> _TASK GOAL_: Report all lines below with the word "bark".

+++

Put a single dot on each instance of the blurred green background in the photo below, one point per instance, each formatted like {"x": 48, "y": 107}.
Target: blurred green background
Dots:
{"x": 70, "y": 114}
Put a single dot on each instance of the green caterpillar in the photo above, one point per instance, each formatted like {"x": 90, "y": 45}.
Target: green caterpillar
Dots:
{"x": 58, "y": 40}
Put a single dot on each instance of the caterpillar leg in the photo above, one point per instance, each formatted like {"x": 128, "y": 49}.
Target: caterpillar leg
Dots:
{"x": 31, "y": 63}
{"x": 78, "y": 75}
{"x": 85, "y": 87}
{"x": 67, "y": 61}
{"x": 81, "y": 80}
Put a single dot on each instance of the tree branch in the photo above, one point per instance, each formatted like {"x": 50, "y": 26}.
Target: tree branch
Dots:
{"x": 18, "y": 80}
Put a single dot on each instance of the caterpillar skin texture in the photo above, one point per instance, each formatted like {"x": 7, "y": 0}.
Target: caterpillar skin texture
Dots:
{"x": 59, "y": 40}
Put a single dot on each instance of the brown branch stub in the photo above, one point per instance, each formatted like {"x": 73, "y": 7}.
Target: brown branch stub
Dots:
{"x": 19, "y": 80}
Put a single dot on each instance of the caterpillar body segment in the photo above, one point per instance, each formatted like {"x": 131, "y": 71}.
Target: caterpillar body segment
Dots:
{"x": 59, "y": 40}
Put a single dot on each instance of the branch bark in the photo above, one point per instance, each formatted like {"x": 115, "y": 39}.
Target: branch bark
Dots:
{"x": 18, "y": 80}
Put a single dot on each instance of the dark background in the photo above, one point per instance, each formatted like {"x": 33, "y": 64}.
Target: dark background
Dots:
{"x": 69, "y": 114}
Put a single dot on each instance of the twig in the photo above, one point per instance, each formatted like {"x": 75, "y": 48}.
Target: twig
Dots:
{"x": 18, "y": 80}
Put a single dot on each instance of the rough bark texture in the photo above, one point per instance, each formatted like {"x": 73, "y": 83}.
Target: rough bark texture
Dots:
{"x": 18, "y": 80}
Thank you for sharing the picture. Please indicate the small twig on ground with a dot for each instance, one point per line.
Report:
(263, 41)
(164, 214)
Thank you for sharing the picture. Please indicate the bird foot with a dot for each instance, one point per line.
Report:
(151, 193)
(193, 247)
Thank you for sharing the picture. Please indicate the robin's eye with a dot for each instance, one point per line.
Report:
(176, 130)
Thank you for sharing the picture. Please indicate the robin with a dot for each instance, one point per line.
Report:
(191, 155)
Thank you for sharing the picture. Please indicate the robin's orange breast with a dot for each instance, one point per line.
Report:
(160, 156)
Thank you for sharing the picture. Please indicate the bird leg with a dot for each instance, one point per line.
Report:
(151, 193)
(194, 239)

+++

> _ANSWER BOX_:
Put a single dot on each instance of the branch bark in the photo above, one point per instance, each formatted like {"x": 115, "y": 39}.
Target: branch bark
Put a single dot on each instance of the rough bark texture in the photo above, one point per instance, each formatted like {"x": 73, "y": 83}.
Target: rough bark texture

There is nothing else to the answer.